DATA RECORDS Block Start
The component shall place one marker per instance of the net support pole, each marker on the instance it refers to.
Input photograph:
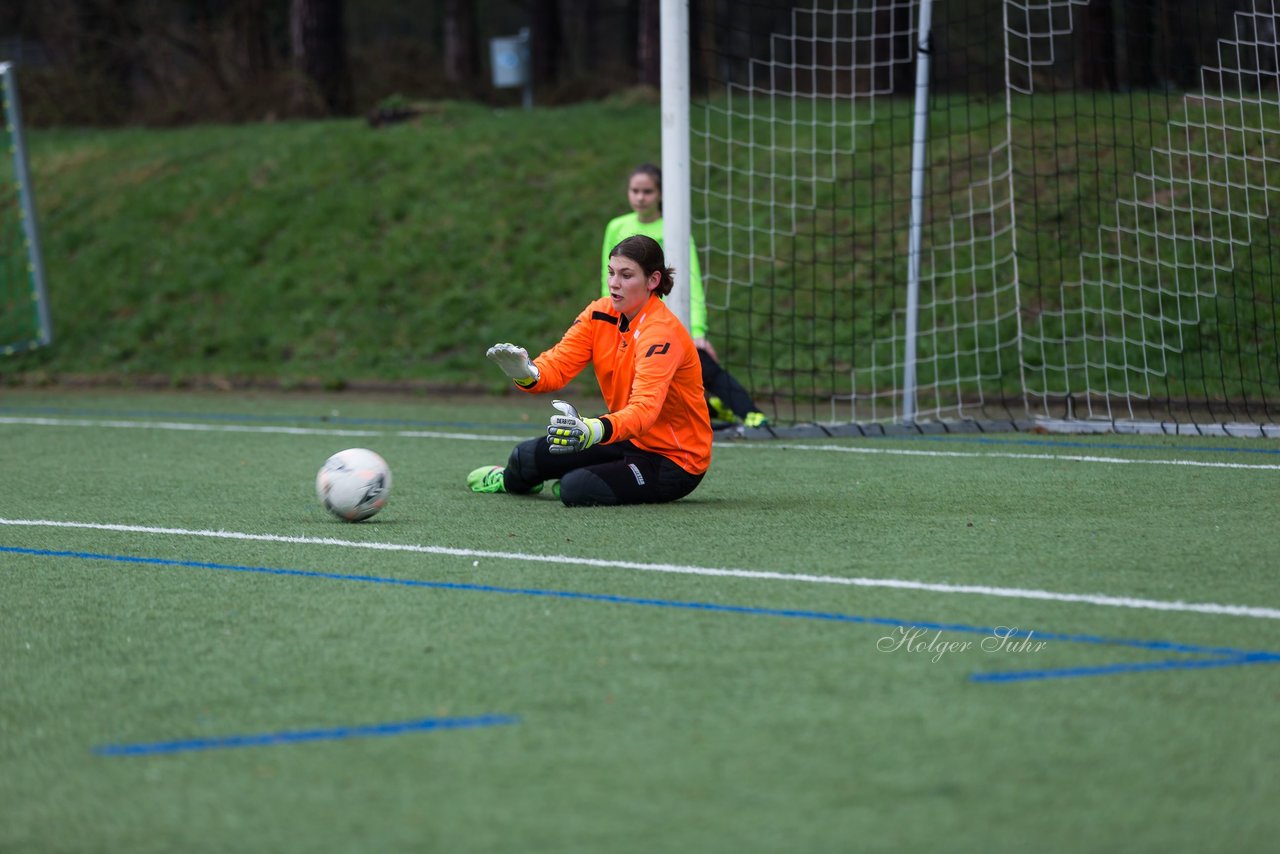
(919, 140)
(9, 92)
(676, 219)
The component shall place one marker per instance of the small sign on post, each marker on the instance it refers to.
(511, 68)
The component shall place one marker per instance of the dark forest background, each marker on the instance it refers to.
(181, 62)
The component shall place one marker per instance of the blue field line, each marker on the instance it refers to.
(1219, 656)
(295, 736)
(474, 425)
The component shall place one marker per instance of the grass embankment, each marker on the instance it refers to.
(333, 254)
(325, 251)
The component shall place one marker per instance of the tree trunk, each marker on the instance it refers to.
(460, 42)
(649, 44)
(319, 44)
(545, 36)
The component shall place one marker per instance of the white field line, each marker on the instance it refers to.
(760, 446)
(563, 560)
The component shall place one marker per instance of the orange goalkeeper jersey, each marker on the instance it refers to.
(649, 374)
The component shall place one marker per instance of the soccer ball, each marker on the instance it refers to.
(353, 484)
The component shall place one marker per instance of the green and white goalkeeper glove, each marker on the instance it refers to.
(515, 362)
(567, 433)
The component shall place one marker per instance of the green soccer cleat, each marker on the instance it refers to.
(721, 412)
(487, 479)
(493, 479)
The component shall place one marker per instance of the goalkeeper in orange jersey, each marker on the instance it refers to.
(654, 444)
(728, 401)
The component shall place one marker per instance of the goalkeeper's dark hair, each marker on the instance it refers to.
(647, 252)
(654, 174)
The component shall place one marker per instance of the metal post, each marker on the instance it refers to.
(919, 138)
(28, 202)
(676, 200)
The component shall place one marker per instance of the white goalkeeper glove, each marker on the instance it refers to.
(567, 433)
(515, 362)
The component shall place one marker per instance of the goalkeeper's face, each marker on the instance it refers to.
(629, 287)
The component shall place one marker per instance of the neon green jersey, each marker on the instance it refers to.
(627, 225)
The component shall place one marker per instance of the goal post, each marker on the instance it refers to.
(1088, 234)
(24, 320)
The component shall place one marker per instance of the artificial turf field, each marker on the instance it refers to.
(950, 643)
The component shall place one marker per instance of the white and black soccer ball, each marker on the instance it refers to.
(353, 484)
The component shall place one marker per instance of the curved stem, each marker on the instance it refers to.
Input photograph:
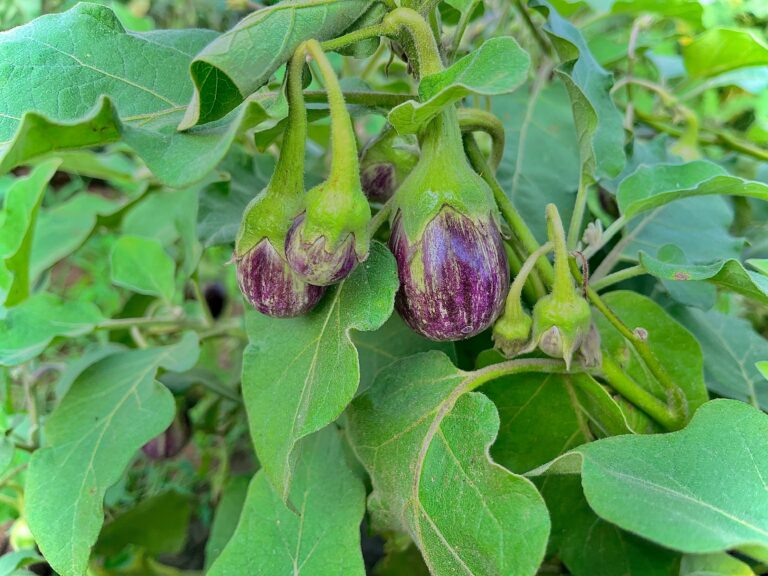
(344, 165)
(427, 51)
(519, 228)
(516, 290)
(474, 120)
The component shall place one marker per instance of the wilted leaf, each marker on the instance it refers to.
(424, 440)
(498, 66)
(287, 400)
(320, 538)
(113, 408)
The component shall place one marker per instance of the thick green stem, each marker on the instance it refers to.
(639, 396)
(675, 396)
(344, 165)
(562, 288)
(517, 224)
(474, 119)
(617, 277)
(513, 302)
(579, 208)
(288, 177)
(427, 51)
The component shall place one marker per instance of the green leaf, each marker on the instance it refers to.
(113, 408)
(650, 187)
(109, 85)
(394, 340)
(675, 348)
(539, 134)
(727, 274)
(225, 520)
(27, 329)
(240, 61)
(142, 265)
(323, 539)
(545, 415)
(424, 441)
(699, 490)
(720, 50)
(731, 348)
(720, 564)
(287, 400)
(157, 525)
(62, 229)
(498, 66)
(590, 546)
(598, 121)
(17, 227)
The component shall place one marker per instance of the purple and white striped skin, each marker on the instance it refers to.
(453, 282)
(312, 262)
(270, 286)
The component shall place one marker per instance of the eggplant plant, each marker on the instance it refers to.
(386, 287)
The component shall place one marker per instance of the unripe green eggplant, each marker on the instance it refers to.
(451, 262)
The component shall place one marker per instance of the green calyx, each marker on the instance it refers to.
(442, 177)
(271, 213)
(562, 320)
(337, 207)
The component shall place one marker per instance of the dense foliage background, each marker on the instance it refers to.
(120, 313)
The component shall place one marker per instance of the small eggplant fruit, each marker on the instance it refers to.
(385, 162)
(446, 239)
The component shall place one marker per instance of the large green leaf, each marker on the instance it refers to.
(699, 490)
(108, 84)
(498, 66)
(17, 228)
(721, 49)
(675, 348)
(731, 349)
(727, 274)
(320, 538)
(650, 187)
(540, 133)
(240, 61)
(142, 265)
(424, 441)
(112, 409)
(598, 121)
(590, 546)
(27, 329)
(289, 399)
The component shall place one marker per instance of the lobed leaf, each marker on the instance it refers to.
(650, 187)
(320, 538)
(113, 408)
(109, 85)
(598, 122)
(240, 61)
(17, 228)
(289, 399)
(727, 274)
(424, 441)
(498, 66)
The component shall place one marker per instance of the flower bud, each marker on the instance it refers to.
(385, 162)
(171, 442)
(454, 278)
(561, 325)
(270, 286)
DATA RECORDS Block End
The whole listing should be retyped word for word; none of its pictures belong in the copy.

The component shall place one marker per instance of the net support pole, each marker on the instance it refers to.
Input photograph:
(919, 140)
(9, 92)
(676, 219)
The component shall place one marker per instance of the small sign on post, each marker on the instance it refers to.
(511, 68)
The component shall place one marker per instance of the dark forest background, each marker on the instance it refers to.
(181, 62)
The component shall place one marker per instance of the blue field line, each marker on the instance it refers to.
(1219, 656)
(295, 736)
(474, 425)
The component shall place one marker per instance of the grass embankment, each marker on the instance it refers to.
(333, 254)
(325, 251)
The component shall place one marker per instance of the tree trunk, each marker on the instance it refers to.
(460, 42)
(649, 44)
(319, 44)
(545, 36)
The component shall place one marker per instance of the white field line, each marker on the instance it refers to.
(760, 446)
(563, 560)
The component shall place one marker per instance of the orange goalkeeper jersey, each marker on the instance it refers to.
(649, 374)
The component shall place one marker per instance of the soccer ball, each marker on the instance it refers to.
(353, 484)
The component shall place one marker per instance of the green and white goalkeeper glove, each marker on the instance it refers to.
(515, 362)
(567, 433)
The component shall place one marker per instance of the green soccer cleat, each marker on the instance it refers to.
(721, 412)
(487, 479)
(493, 479)
The component shall place one marker per instance of the goalkeeper in orange jersey, each marker on the instance it refers to.
(654, 444)
(728, 401)
The component shall place one marker per instance of the goalkeeper's dark hair, each marker on the instance it refers to.
(647, 252)
(654, 174)
The component shall place one marker per instance of the metal post, each marker on the instance it refers to.
(919, 138)
(28, 202)
(676, 200)
The component shall place one marker per instance of the white goalkeeper glove, each marker on the instance it refers to.
(567, 433)
(515, 362)
The component shall place one marker per instance of the goalkeeper's face, each marker on the instance it refers to.
(629, 287)
The component shall place one marker per instance of the neon green jersey, each marker on the instance it refers to.
(627, 225)
The component shall place one marker per instance of the goal post, each marker on the instance it refers to.
(1088, 234)
(24, 320)
The component shall place one marker per instance of the artificial turf field, each marker on the instance it refers to.
(950, 643)
The component shall place one marker per instance of the white and black soccer ball, each marker on the instance it refers to.
(353, 484)
The component shall place one marker per instance of the curved stem, each marker on the instance it refers to.
Input photograph:
(344, 165)
(427, 51)
(519, 228)
(516, 290)
(474, 120)
The component shall place one marker per instance of the wilted leaf, each marker on the instance it refers to.
(424, 440)
(498, 66)
(287, 400)
(320, 538)
(113, 408)
The component shall place one marker per instance of the thick green stem, each marker on the instance it refers to.
(639, 396)
(675, 396)
(344, 165)
(562, 288)
(517, 224)
(474, 119)
(617, 277)
(513, 302)
(579, 208)
(288, 177)
(427, 51)
The component shall place one marker per instance of the green leaf, each marker on the instance it refers to.
(113, 408)
(650, 187)
(109, 85)
(394, 340)
(675, 348)
(539, 134)
(727, 274)
(225, 520)
(27, 329)
(240, 61)
(142, 265)
(323, 539)
(545, 415)
(424, 441)
(699, 490)
(720, 50)
(731, 348)
(720, 564)
(287, 400)
(157, 525)
(62, 229)
(498, 66)
(590, 546)
(598, 121)
(17, 227)
The component shall place one marker per instance of the purple and white striped skin, each marker on the instance it refers to.
(453, 282)
(312, 262)
(270, 286)
The component shall place one marker per instance of the eggplant plant, each marker on the instance it refers to.
(386, 287)
The component shall place one marker per instance of the unripe green eggplant, each marker on the instance it refers to.
(451, 262)
The component shall place one marker per instance of the green calyx, each marker on the instance it refers to.
(442, 177)
(271, 213)
(562, 320)
(337, 207)
The component shall place one marker per instance of the dense foliage background, each marker on the instance it refers to.
(120, 313)
The component shall place one marker per instance of the small eggplant fruit, each marker on the instance it refers to.
(385, 162)
(446, 239)
The component shall place one marker per instance of the large green leaf, each marker on the instance it refers to.
(699, 490)
(108, 84)
(498, 66)
(17, 228)
(721, 49)
(675, 348)
(731, 349)
(727, 274)
(320, 538)
(650, 187)
(540, 133)
(240, 61)
(142, 265)
(424, 441)
(112, 409)
(598, 121)
(590, 546)
(27, 329)
(289, 399)
The component shall place one marker per instance of the lobed leaf, each marker on the instance it refers to.
(650, 187)
(320, 538)
(113, 408)
(109, 85)
(598, 122)
(240, 61)
(17, 228)
(289, 399)
(727, 274)
(424, 441)
(498, 66)
The component shall place one marker per instance of the flower bud, each marker on the instance it refers to.
(385, 162)
(171, 442)
(454, 278)
(561, 325)
(270, 286)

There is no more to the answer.